DOCUMENT SECTION

Posts in Textile Art
Thank you! Thank you! Thank you!

Where do I start …..

  • Thank you to my wonderful friends and students who came to my open studio events. Especially Jane for her lovely gift and Geraldine who bought a very impressive and delicious cake. Thank you for buying art, fabric, jigsaws and books and for raising £63 for The Trussell Trust. And a very big thank you to Sharon who has found a home for those old quilts that would otherwise be heading for the recycling centre.

  • Thank you to all the artists who volunteered to demonstrate and help in the Creative Textile Studio at Festival of Quilts. Hazel, Terry and myself really do appreciate the amount of time and cost that you spend to support the Studio. Couldn’t do it without you!

  • Thank you to everyone who visited the Creative Textile Studio. I absolutely love introducing so many people to breakdown printing! Great questions, great comments. And thank you for buying my books and fabric from the sales table …. none of us get paid to set up the Studio or to work in the Studio so sales are always welcome.

  • Thank you to the quilt judges who awarded Shoreline l (above) 2nd prize in the Art category. Shoreline ll was shortlisted for the awards. Such a positive response to new work is very empowering. I wasn’t sure if the muted colour palette would work but now my head is full of ideas on how to take the series forward.

Phew, it’s been a full on couple of weeks! In other news … we lost our buyer but within a week we had had 4 viewings and 3 offers so the big house move is back on! We’re not going to do any packing for a while which means that I have lots of free time to work in the studio. Time to get some ideas out of my head and onto fabric. Happy days!

Open Studio and More Clearance Fabrics

I’m delighted to invite you to two ‘open studios’! I’m running them to help clear the studio and to spend time with some of the many students who have passed through the studio over the last 7 years. The first one will be next Wednesday 23rd July from 1pm to 3pm. The second will be on Tuesday 29th July, also from 1pm to 3pm. In both cases the wooden gates at the side of the house will be open and you can just walk up to the studio (email me if you need the address - admin@leahhiggins.co.uk).

There will be tea, coffee and cake! There will also be lots of my older quilts up for grabs, fabric packs, second hand textile books and the odd jug / orange bucket. It would be lovely to see you!

Having shipped the art for my exhibition in Telluride I have been able to work through my fabric mountain and have loaded lots of lovely printed fabrics onto my website. You can find them here. There are some really lovely pieces which I have been tempted to keep. But there are only 24 hours in every day ….so my loss could be your gain!

And the beat goes on ...

PARTS OF THE EXERCISE
a) Condense the paragraph of the textile art post that begins "I’m delighted to invite you to two ‘open studios’!" into a short list that keeps its main facts.
b) Duplicate the passage of the textile art post between "There will be" and "to see you!", inclusive.
c) Pick up the textile art post after its final line and carry it on.

MATERIAL
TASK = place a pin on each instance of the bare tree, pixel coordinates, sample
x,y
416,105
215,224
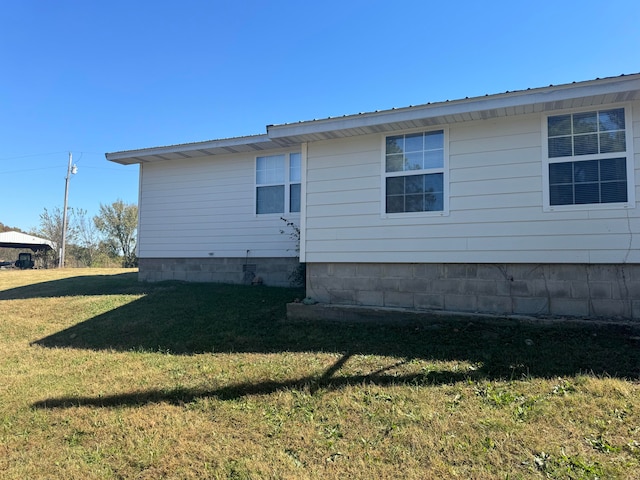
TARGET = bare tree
x,y
51,228
119,223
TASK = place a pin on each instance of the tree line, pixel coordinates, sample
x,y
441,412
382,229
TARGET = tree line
x,y
107,239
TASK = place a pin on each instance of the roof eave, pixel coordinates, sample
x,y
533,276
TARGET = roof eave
x,y
618,89
254,143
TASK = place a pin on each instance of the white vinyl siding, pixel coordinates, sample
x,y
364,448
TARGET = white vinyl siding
x,y
495,205
205,207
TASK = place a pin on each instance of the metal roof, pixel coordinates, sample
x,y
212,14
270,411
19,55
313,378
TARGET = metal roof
x,y
575,95
23,240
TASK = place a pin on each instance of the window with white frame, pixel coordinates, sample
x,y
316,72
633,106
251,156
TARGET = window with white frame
x,y
278,183
415,174
588,159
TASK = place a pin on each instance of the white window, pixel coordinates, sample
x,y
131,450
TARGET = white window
x,y
415,173
588,160
278,183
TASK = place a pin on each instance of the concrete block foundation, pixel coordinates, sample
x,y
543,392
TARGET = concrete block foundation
x,y
580,290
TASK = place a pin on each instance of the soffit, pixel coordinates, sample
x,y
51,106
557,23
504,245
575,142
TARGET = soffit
x,y
576,95
250,144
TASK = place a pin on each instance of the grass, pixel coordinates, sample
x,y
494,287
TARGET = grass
x,y
107,378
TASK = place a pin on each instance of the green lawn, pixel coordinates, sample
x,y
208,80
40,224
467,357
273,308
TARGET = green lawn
x,y
105,377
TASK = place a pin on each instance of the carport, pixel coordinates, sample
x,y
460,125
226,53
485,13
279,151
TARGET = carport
x,y
24,241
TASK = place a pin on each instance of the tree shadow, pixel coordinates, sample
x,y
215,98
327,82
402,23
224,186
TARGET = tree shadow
x,y
187,319
310,384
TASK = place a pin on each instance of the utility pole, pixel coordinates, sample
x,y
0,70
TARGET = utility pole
x,y
70,170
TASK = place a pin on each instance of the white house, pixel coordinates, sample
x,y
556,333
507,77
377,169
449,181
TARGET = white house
x,y
521,202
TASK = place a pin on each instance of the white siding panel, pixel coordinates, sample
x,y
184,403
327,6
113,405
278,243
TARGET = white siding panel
x,y
495,209
205,208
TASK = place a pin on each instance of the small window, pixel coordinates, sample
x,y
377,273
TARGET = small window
x,y
278,183
415,172
587,159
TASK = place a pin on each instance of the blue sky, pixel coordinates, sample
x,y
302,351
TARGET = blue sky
x,y
93,77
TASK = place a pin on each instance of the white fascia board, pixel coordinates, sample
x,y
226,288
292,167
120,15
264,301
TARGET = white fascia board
x,y
138,156
477,104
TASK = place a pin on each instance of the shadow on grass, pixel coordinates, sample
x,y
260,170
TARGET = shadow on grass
x,y
180,396
186,319
122,283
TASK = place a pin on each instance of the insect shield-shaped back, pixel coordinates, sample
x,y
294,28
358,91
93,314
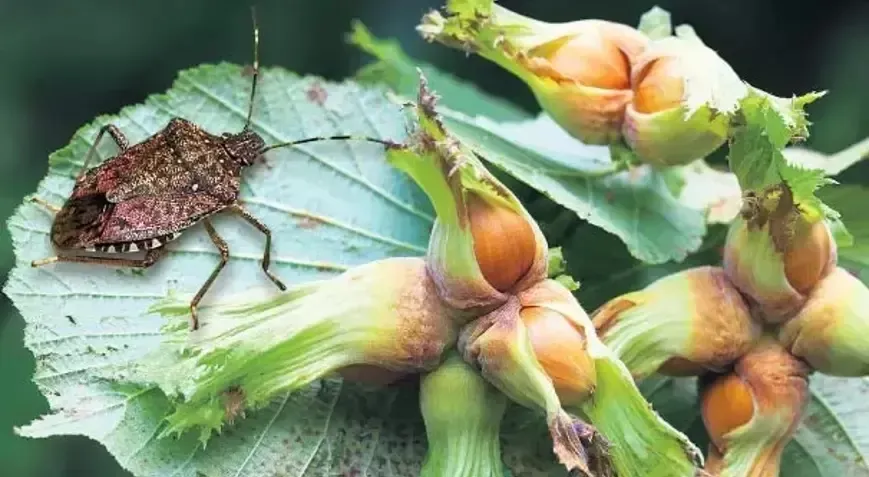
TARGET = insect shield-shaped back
x,y
132,204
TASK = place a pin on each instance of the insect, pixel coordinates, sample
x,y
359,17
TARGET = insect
x,y
129,207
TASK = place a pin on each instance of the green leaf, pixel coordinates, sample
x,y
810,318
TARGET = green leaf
x,y
398,71
330,206
833,164
636,205
767,125
850,201
656,23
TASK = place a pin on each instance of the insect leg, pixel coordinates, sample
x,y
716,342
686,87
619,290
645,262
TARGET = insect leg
x,y
51,207
149,259
224,256
268,250
116,135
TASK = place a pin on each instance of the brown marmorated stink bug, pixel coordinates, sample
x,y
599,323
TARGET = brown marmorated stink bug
x,y
130,206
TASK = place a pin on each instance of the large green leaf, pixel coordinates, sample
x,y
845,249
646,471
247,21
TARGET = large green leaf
x,y
330,206
636,206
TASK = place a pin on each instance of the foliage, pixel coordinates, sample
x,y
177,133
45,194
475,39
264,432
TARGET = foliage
x,y
327,428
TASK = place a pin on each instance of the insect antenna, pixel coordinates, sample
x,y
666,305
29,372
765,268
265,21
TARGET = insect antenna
x,y
384,142
255,67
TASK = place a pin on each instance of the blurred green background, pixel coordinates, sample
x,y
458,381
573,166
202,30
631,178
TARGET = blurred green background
x,y
64,63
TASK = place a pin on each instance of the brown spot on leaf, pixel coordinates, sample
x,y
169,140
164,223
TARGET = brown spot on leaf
x,y
309,223
317,94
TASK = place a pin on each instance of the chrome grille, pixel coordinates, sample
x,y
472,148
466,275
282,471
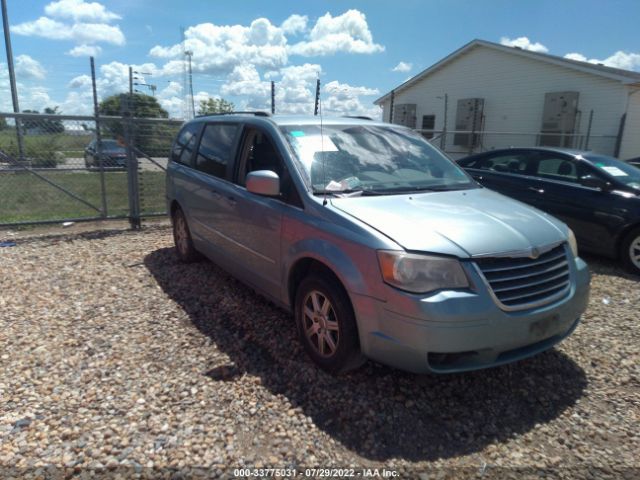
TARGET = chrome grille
x,y
523,282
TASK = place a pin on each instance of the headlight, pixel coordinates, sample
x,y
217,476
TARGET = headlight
x,y
420,273
571,238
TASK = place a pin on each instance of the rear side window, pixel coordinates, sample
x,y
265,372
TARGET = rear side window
x,y
185,144
508,163
216,148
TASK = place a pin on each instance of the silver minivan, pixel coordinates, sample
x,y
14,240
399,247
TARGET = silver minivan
x,y
380,245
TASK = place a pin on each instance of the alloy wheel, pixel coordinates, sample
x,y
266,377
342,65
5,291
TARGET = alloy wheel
x,y
181,234
320,323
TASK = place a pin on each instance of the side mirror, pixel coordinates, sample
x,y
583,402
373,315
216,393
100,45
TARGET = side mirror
x,y
592,181
263,182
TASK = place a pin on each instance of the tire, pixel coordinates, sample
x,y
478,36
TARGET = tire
x,y
185,249
329,335
630,251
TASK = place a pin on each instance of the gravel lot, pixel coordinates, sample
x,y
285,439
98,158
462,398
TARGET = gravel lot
x,y
119,361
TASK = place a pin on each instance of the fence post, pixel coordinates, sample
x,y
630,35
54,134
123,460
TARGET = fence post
x,y
132,162
586,143
96,112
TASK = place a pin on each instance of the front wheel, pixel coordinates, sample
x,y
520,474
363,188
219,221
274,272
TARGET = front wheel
x,y
187,253
630,251
326,324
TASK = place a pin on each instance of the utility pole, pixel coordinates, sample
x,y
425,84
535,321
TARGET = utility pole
x,y
393,98
315,108
130,82
12,76
189,54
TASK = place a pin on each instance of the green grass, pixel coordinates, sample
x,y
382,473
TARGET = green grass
x,y
25,197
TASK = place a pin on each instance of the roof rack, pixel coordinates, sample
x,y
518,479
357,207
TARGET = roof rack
x,y
257,114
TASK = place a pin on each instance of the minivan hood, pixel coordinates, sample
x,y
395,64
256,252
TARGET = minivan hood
x,y
463,223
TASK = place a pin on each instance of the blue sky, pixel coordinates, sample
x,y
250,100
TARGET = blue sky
x,y
240,46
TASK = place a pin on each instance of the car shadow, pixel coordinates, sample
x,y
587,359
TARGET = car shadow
x,y
377,412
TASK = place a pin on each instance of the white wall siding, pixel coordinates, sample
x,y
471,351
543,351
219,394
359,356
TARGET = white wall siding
x,y
513,88
630,146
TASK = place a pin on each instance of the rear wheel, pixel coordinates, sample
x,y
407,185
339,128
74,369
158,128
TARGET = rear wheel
x,y
630,251
326,324
187,253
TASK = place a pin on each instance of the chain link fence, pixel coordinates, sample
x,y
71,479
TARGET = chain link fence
x,y
59,168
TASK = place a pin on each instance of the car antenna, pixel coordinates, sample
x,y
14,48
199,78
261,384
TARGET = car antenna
x,y
324,171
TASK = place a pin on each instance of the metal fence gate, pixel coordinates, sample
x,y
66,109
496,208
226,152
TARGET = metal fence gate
x,y
61,168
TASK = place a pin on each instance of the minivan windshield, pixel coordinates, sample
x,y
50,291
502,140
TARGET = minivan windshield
x,y
620,171
372,159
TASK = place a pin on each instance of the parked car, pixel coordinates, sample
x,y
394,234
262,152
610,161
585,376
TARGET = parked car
x,y
634,161
596,195
380,245
113,154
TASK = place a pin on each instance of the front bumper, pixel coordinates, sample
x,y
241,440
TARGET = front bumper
x,y
454,331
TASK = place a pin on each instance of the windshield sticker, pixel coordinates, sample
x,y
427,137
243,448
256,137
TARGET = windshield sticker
x,y
614,171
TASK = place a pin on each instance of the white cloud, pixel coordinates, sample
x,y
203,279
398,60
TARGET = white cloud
x,y
27,67
89,23
295,24
402,67
80,11
524,43
85,51
344,90
80,32
80,81
348,33
43,27
620,59
220,48
97,32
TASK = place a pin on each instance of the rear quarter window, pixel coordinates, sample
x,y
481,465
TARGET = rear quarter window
x,y
216,148
185,144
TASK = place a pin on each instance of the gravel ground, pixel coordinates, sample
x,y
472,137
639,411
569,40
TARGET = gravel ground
x,y
119,361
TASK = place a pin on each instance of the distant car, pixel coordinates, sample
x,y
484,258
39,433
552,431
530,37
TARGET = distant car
x,y
113,155
634,161
596,195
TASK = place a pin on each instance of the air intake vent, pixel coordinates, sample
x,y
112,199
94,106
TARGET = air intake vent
x,y
518,283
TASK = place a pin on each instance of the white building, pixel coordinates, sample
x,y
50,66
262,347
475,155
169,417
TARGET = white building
x,y
496,96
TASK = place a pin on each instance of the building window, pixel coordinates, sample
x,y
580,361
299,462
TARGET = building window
x,y
428,125
216,149
469,116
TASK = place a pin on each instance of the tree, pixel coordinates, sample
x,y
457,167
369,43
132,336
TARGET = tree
x,y
214,105
142,106
53,126
43,126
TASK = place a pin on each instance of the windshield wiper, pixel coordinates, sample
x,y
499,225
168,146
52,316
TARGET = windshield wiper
x,y
434,188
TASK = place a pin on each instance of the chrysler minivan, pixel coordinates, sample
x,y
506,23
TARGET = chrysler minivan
x,y
379,245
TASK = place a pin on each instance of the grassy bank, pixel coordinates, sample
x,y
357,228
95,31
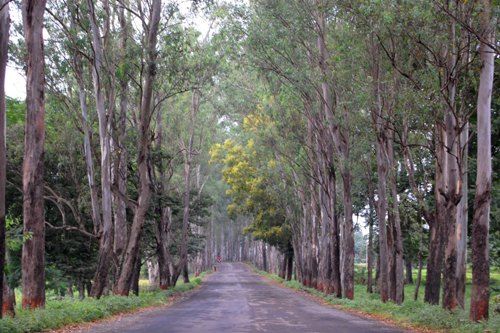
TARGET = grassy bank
x,y
67,311
411,314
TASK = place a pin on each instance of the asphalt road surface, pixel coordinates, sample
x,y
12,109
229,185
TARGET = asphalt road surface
x,y
234,299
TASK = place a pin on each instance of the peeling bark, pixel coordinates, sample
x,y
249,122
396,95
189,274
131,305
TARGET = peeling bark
x,y
33,253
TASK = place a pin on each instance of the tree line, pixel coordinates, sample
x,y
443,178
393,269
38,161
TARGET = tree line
x,y
145,142
381,109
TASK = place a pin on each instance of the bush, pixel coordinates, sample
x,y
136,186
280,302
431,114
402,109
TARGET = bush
x,y
59,313
410,313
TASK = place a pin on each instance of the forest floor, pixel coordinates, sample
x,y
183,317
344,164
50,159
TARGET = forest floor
x,y
72,314
412,315
235,299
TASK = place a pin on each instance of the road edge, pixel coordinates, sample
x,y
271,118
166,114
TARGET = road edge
x,y
323,301
173,299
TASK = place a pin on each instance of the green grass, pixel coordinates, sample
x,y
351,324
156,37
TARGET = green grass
x,y
416,314
67,311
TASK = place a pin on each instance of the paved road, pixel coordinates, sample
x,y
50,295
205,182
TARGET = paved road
x,y
236,300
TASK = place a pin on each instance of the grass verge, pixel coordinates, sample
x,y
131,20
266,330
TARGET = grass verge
x,y
411,314
60,313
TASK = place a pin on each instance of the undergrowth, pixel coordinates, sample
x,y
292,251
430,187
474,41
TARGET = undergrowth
x,y
67,311
416,314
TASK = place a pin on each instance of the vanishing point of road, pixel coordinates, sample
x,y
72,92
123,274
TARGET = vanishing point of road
x,y
233,300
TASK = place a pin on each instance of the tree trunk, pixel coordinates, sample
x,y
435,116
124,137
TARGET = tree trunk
x,y
289,267
480,224
120,169
136,275
382,166
8,300
398,263
435,258
131,254
264,257
4,43
33,253
153,273
185,274
105,231
409,271
462,219
420,264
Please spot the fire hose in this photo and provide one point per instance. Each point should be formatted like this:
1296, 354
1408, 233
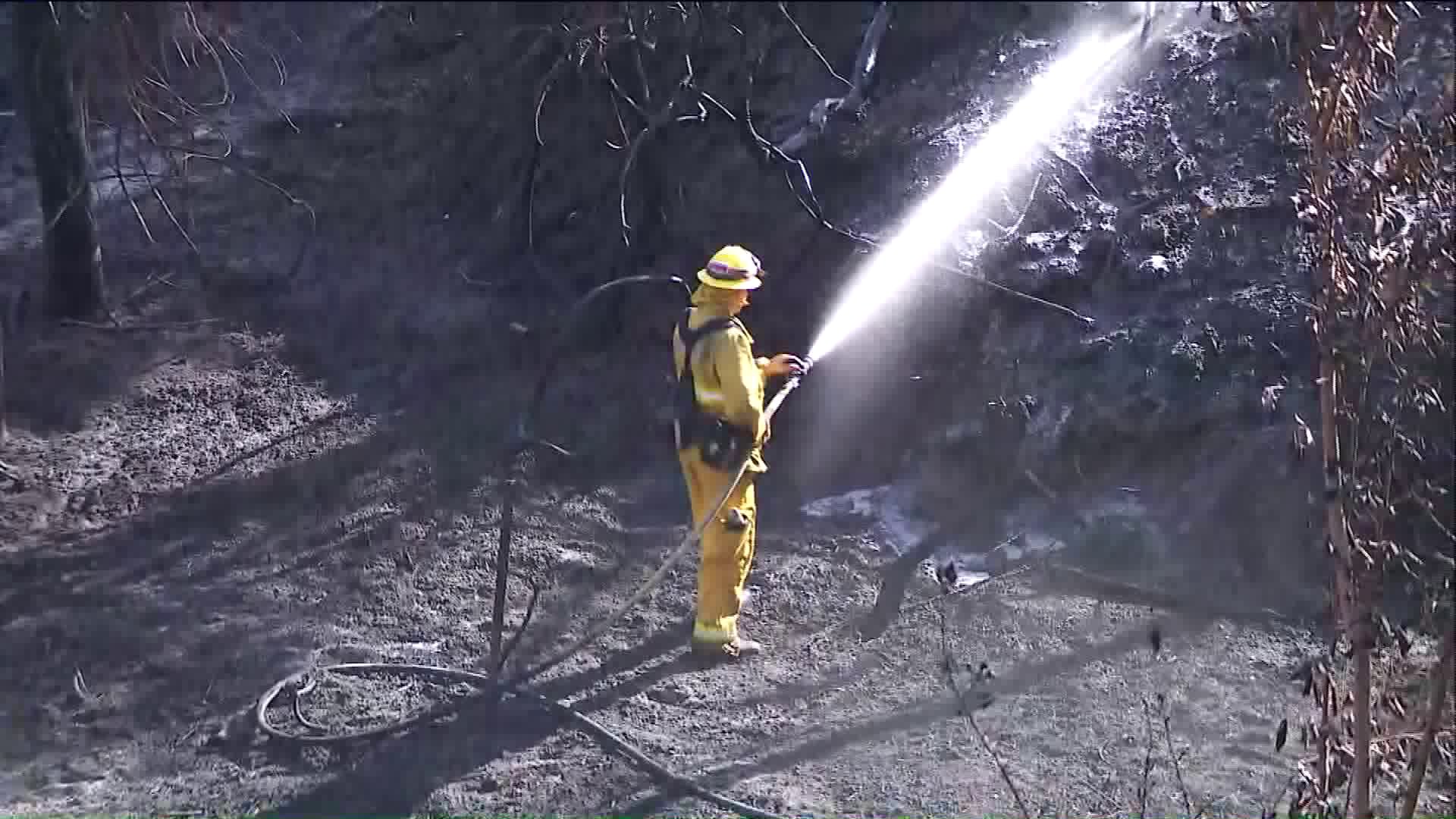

RESPONSES IN ORDER
a)
- Two open studios are being held to help clear the studio and to spend time with students from the past 7 years.
- The first is Wednesday 23rd July, 1pm to 3pm.
- The second is Tuesday 29th July, 1pm to 3pm.
- Both times, the wooden gates at the side of the house will be open, and visitors can walk up to the studio.
- The address is available by email at admin@leahhiggins.co.uk.

b)
There will be tea, coffee and cake! There will also be lots of my older quilts up for grabs, fabric packs, second hand textile books and the odd jug / orange bucket. It would be lovely to see you!

c)
Artefact 2

First of all, a very big thank you to everybody who came to see me at The Scottish Quilting Show in Glasgow. I feel like I already have a bunch of textile buddies in North Ayrshire and we haven’t even moved yet! And thank you to the judges and sponsors of the open competition. Artefact 2 won gold prize in the new professional makers category and I got my first ever rosette! Absolutely thrilled and the rosette is now pinned to my design wall. The prize money was also very welcome …. I treated myself to some threads and a slap up breakfast at Nardinis in Largs before heading back home.

Back home means yet more sorting as we get the house ready to sell. Two tip runs yesterday and today I am jet spraying the front path before painting the door step, gate etc. Yes it’s an exciting life! Luckily I am getting about 3 hours each day in the studio focused on making art. I’m currently sewing sleeves on Shoreline II and have the potential fabrics for Shoreline III pinned on my design wall. Over the next week or two I will be making screens and printing fabric for the pieces I need to make for my exhibition in Telluride, USA in September. Exciting times!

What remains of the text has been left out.